WHAT YOU NEED TO DO:
• A. Using the account of living with MS, decide whether each statement agrees with the text, and support each yes or no with the deciding words quoted from it. (i) The writer's last relapse came in 2009. (ii) Low Dose Naltrexone stopped the writer's relapse. (iii) The writer now eats gluten regularly.
• B. From the account of living with MS, repeat word for word the passage between "The good thing" and "deepest rural Galicia.", inclusive.

DOCUMENT SECTION:
━━━━

I embarked upon a lifestyle change – a raw food diet, which was very expensive, in the terms of having to buy equipment and very difficult, but I enjoyed the challenge.
To my total surprise, I felt great – not just good, but absolutely wonderfully, exhilaratingly well. The neurologist at the local hospital was surprised, but not as much as I was.
I’d gone from being able to shuffle for ten metres and having to rest, to being able to march along the road, albeit with the help of Ibuprofen as I have very severe osteo-arthritis in my right knee as I have no meniscal cartilage.
I ate no gluten, pulses or dairy. I read Roger McDougall’s article on how he’d recovered from paralysis by eliminating gluten from his diet. His recovery was slow, but permanent. I knew, somehow that this would help me. Something had to. I was at rock bottom and drilling down even further when I started the diet.

A few months later, I was resisting the raw food ethos. There was little support available for non-vegans and a great many people were pretty evangelistic about their vegan beliefs and how this would save our souls and the world at the same time. Another huge ‘NO!’ was starting to bubble up from deep within.

The good thing about the diet was its total exclusion of modern processes of cooking and how it seemed to change something within my brain for the better. I still don’t eat gluten – I avoid it wherever possible and I don’t eat pulses – I don’t even like pulses, so that’s not a problem. I eat a very low-carbohydrate diet, on the orders of my GP and endocrinologist and I live in Spain.
The speed and amount of images passing in front of me in York, was too much for my optic nerve and brain to process – hence the confusion and drunk feeling after a few minutes. I didn’t feel like that in the country, away from cars and hordes of tourists and I never experience that here in deepest rural Galicia.
I have had one relapse since 2005 and that experience was sobering. I thought, mistakenly that after so many years of MS, that I must have moved into a Secondary Progressive stage- despite the fact that there was no progression.
We were fortunate, that due to my husband’s retirement, we qualified somehow, for access into the Galician version of the NHS and when my last relapse, in 2009 hit me, I was admitted into the local hospital and stayed there for two weeks.
I had run out of Rebif (beta-interferon) some eight months earlier and decided to try Low Dose Naltrexone. My neurologist had warned me that there was no good evidence that it stopped relapses and he was correct. It didn’t.
Low Dose Naltrexone did help with my stiff legs and made an enormous difference to my bladder function – but it didn’t stop the relapse that robbed me of months and months of good mobility –no dancing, no beach, no fun, just fatigue and wobbly legs.

There was a curious case of coincidence, in that the UK MS Society’s Everyday Living message board was at that time, being shouted at by a very loud American, who despite being irritatingly in-your-face and ignorant of life with MS in a not-for-profit health system, was quite helpful and assured me that I could take LDN with Rebif and so I did, despite the difficulty in obtaining LDN in Spain – and it is extremely difficult indeed, if you use the usual methods. It’s very easy when you know how…
So, along comes Vitamin D3 as the latest bit of knowledge to help calm the MS activity and I take that as well and despite some horrible knee problems, I’m still fortunate enough to have the energy to walk and cycle – although due to the ligament problems, I must wear 3 kilos of weights on my right ankle, or else my foot won’t reach the pedals. That’s quite a feat of balance.
So, this week, I’ll be 51. I still have MS, with the added fun of hormones, which provide me with internal heatwaves and yo-yoing moods, from deepdown depression to quite happy, thanks.
To celebrate, I’ll be eating a forbidden food – bread. I’ll savour each mouthful of the slow-proven, wood-fired oven baked bread, toasted, with butter and Marmite and boiled eggs. It’s worth it once a year.
Oh – and cake and perhaps some K-24 Premium Gin. I like good Gin, it’s the little things that make life fun.

━━━━

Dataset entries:
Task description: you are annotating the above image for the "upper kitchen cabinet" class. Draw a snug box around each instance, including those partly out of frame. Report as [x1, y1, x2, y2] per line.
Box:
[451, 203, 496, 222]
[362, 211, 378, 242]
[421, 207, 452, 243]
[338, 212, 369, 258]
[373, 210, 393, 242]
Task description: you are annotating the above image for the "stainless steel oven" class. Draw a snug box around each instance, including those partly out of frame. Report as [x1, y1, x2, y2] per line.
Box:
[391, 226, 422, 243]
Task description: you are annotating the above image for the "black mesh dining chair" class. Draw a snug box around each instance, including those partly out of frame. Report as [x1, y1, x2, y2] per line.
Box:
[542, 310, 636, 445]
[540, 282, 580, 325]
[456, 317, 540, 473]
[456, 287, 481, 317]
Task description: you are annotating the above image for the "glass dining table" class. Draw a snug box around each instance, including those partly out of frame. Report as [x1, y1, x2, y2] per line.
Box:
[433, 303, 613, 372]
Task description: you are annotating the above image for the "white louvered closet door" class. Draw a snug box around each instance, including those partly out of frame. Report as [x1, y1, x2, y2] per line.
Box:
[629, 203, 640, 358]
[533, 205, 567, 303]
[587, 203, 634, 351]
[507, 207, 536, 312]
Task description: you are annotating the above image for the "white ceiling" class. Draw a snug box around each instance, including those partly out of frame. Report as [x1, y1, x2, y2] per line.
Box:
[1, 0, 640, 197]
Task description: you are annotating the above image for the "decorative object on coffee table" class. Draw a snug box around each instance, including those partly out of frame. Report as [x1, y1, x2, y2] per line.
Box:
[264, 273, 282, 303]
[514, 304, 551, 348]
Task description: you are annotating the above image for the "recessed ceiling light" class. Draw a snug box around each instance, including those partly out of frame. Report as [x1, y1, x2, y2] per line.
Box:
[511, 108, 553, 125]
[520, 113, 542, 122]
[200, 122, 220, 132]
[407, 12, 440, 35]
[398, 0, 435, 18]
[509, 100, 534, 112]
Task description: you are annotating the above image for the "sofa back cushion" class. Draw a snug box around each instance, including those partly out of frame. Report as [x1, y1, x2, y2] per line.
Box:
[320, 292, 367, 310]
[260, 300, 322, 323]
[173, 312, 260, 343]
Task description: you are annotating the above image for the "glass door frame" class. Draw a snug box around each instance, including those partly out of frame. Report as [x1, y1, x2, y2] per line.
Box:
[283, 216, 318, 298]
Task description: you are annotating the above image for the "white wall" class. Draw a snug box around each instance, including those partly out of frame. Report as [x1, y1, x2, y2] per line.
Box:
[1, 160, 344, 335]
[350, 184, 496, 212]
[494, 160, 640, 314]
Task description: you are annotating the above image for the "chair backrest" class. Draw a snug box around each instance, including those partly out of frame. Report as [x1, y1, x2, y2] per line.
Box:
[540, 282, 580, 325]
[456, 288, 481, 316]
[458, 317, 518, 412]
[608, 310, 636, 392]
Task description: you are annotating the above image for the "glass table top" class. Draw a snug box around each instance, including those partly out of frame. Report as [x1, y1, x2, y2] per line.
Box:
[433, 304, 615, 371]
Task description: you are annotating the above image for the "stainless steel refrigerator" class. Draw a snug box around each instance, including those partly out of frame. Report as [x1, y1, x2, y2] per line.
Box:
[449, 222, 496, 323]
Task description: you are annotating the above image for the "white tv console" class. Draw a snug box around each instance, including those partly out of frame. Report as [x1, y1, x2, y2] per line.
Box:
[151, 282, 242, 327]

━━━━

ANSWERS IN ORDER:
• A.
(i) Yes: "when my last relapse, in 2009 hit me"
(ii) No: "but it didn’t stop the relapse that robbed me of months and months of good mobility"
(iii) No: "I still don’t eat gluten – I avoid it wherever possible"

• B.
The good thing about the diet was its total exclusion of modern processes of cooking and how it seemed to change something within my brain for the better. I still don’t eat gluten – I avoid it wherever possible and I don’t eat pulses – I don’t even like pulses, so that’s not a problem. I eat a very low-carbohydrate diet, on the orders of my GP and endocrinologist and I live in Spain.
The speed and amount of images passing in front of me in York, was too much for my optic nerve and brain to process – hence the confusion and drunk feeling after a few minutes. I didn’t feel like that in the country, away from cars and hordes of tourists and I never experience that here in deepest rural Galicia.